───── DATA IN THIS EXERCISE

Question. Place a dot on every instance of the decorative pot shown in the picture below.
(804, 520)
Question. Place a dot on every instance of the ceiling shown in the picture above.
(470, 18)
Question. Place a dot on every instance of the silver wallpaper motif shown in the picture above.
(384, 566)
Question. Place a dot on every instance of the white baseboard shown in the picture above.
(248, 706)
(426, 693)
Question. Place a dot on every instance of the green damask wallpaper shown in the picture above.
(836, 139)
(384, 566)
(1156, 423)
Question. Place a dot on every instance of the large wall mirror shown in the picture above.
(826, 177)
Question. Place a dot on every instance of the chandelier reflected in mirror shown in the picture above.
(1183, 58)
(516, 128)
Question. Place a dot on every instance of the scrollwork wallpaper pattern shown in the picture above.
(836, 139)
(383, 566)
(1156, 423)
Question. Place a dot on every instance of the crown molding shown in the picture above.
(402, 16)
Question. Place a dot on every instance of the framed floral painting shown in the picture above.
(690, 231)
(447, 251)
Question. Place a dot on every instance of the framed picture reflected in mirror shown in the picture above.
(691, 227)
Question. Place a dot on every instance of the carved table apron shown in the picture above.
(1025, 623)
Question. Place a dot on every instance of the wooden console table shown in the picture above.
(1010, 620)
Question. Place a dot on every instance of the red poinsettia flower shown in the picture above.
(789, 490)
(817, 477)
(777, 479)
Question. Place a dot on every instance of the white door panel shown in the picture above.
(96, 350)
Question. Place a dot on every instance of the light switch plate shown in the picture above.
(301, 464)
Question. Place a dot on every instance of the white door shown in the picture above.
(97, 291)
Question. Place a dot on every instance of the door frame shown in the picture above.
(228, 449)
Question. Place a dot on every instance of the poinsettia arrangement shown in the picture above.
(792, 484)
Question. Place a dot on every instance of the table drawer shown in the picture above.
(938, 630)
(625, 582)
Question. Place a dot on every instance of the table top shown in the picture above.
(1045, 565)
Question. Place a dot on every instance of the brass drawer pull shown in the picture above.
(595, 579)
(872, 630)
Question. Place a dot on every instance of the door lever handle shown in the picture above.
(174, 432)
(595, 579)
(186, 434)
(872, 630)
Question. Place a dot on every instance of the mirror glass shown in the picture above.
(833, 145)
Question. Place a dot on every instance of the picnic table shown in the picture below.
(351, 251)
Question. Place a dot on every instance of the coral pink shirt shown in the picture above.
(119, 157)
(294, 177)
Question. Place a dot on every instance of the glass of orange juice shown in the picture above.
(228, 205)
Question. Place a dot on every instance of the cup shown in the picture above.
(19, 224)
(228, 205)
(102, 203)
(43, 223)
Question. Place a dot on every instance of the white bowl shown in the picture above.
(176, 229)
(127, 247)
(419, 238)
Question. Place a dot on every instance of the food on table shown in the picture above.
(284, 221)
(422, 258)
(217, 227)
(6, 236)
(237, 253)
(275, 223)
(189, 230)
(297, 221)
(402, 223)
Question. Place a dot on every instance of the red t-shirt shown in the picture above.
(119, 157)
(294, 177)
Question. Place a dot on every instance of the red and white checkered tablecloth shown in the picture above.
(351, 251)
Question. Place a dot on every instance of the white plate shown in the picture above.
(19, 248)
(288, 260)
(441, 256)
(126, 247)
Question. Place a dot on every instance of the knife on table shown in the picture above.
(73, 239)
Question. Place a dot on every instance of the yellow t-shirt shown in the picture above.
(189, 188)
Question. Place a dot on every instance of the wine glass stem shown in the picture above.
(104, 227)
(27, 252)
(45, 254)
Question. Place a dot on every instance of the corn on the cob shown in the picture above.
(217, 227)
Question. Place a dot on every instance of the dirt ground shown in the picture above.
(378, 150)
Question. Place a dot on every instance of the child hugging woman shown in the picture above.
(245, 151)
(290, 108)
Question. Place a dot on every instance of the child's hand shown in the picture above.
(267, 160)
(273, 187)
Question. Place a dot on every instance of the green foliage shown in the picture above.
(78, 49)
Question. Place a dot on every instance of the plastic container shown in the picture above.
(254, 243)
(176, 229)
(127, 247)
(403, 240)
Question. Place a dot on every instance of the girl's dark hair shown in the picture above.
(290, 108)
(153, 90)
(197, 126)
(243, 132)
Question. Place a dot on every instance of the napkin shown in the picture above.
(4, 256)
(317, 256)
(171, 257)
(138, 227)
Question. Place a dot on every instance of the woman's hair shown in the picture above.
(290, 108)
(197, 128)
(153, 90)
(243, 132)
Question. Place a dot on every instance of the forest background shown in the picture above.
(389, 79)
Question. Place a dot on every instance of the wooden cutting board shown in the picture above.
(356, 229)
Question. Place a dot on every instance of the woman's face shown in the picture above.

──────────

=== INSTRUCTIONS TO FOLLOW ===
Rewrite all of the entries above as a numbered list, leaving out any blank lines.

=== EXERCISE ANSWER ===
1. Question. Place a dot on every instance of the decorative pot shown in the picture below.
2. (804, 520)
3. Question. Place a dot on every instance of the ceiling shown in the picture above.
4. (470, 18)
5. Question. Place a dot on every instance of the silver wallpaper motif shown in the picture above.
6. (384, 566)
7. Question. Place a dot on every instance of the white baseboard shown in the picture above.
8. (248, 706)
9. (426, 693)
10. Question. Place a dot on every instance of the green damask wallpaper shown in the picture above.
11. (836, 139)
12. (384, 566)
13. (1156, 423)
14. Question. Place a dot on every instance of the large wall mirror shown in the picture above.
15. (826, 177)
16. Question. Place a dot on every instance of the chandelier reflected in mirror shown in the picture above.
17. (1183, 58)
18. (516, 128)
19. Question. Place a dot on every instance of the scrollwork wallpaper pattern shown in the picture above.
20. (836, 139)
21. (383, 566)
22. (1156, 423)
23. Question. Place a dot on every instance of the crown molding shown in the picture above.
24. (402, 16)
25. Question. Place a dot on every instance of the framed floral painting shown in the picture above.
26. (690, 231)
27. (447, 251)
28. Question. Place a dot on every instance of the framed picture reflected in mirror shown in the picture above.
29. (691, 227)
30. Question. Place a dot on every instance of the carved table apron shown in the picture above.
31. (1025, 623)
32. Question. Place a dot on every instance of the wooden console table shown in the picture above.
33. (1010, 620)
34. Question. Place a dot on every instance of the red poinsettia flower shown in the picture above.
35. (789, 490)
36. (817, 477)
37. (777, 479)
38. Question. Place a dot on every instance of the white door panel shown in the picture above.
39. (96, 350)
40. Question. Place a dot on every instance of the light switch plate shown in the picture above.
41. (301, 464)
42. Question. Place a dot on every instance of the white door shown in the picture above.
43. (97, 291)
44. Question. Place a dot on every instance of the door frame shown in the picture above.
45. (228, 449)
46. Question. Place a dot on every instance of the poinsettia arrangement shown in the picture above.
47. (792, 484)
48. Question. Place a dot on every instance of the table drawer shown in the picture above.
49. (938, 630)
50. (625, 582)
51. Question. Place a dot on every instance of the table top shown in the picture above.
52. (1045, 565)
53. Question. Place a dot on every instance of the brass drawer pull shown in the picture above.
54. (595, 579)
55. (872, 630)
56. Question. Place a dot on every instance of the door lever handle shown in the picture above.
57. (174, 432)
58. (595, 579)
59. (186, 434)
60. (872, 630)
61. Question. Place a dot on every instance of the mirror glass shown in the picture above.
62. (833, 145)
63. Question. Place a dot on every instance of the picnic table shown in the picture below.
64. (351, 251)
65. Question. Place a dot on every instance of the coral pink shirt shown in the picture above.
66. (119, 157)
67. (294, 177)
68. Question. Place a dot on every instance of the glass of orange juice shown in the picture above.
69. (228, 205)
70. Question. Place a dot on every instance of the cup shown in the picture above.
71. (19, 224)
72. (228, 205)
73. (102, 203)
74. (43, 223)
75. Question. Place a dot on every instance of the white bowl shown in the picture above.
76. (176, 229)
77. (127, 247)
78. (419, 238)
79. Question. Place a dot on every instance of the food on table shown in the picture above.
80. (284, 221)
81. (422, 258)
82. (217, 227)
83. (6, 236)
84. (237, 253)
85. (275, 223)
86. (189, 230)
87. (297, 221)
88. (402, 223)
89. Question. Place a dot on every instance of the red t-shirt shown in the picture above.
90. (119, 157)
91. (294, 177)
92. Question. Place a dot on every instance of the red and white checkered tablecloth shown in the picture above.
93. (351, 251)
94. Question. Place a dot on every instance of the white plate shown in the picture above.
95. (19, 248)
96. (288, 260)
97. (441, 256)
98. (126, 247)
99. Question. Place a dot on every instance of the knife on table shown in the picture above.
100. (73, 239)
101. Question. Place a dot on every instance of the yellow t-shirt shown in the picture above.
102. (189, 188)
103. Question. Place a dot on every instance of the wine glass stem shown in the picture above.
104. (104, 227)
105. (27, 252)
106. (45, 254)
107. Question. Place a dot on every instance of the corn on the cob shown in the picture above.
108. (217, 227)
109. Question. Place a dot on every instance of the dirt ground shown in the picture above.
110. (378, 150)
111. Question. Place a dot on every instance of the child hugging woman shown in the picture above.
112. (245, 151)
113. (290, 108)
114. Question. Place a dot on every instance of the child's hand shown in the picture above.
115. (267, 160)
116. (273, 187)
117. Question. Place a dot on every instance of the green foliage shown in the picture above.
118. (78, 49)
119. Question. Place a dot on every instance of the plastic container shown in the picture above.
120. (254, 243)
121. (176, 229)
122. (127, 247)
123. (403, 240)
124. Question. Place a dot on every instance of the girl's dark hair shown in the picture above.
125. (290, 108)
126. (153, 90)
127. (197, 126)
128. (243, 132)
129. Question. Place a dot on every instance of the napkin shown in the picture above.
130. (4, 256)
131. (317, 256)
132. (171, 257)
133. (138, 227)
134. Question. Place a dot on every instance of the woman's hair shown in the picture above.
135. (290, 108)
136. (197, 128)
137. (153, 90)
138. (243, 132)
139. Question. Place a dot on every instance of the forest background shown in the picture above.
140. (389, 79)
141. Question. Place a dot on every instance of the wooden cutting board shown in the picture above.
142. (356, 229)
143. Question. Place a dot on every instance of the woman's face shown in the picture above.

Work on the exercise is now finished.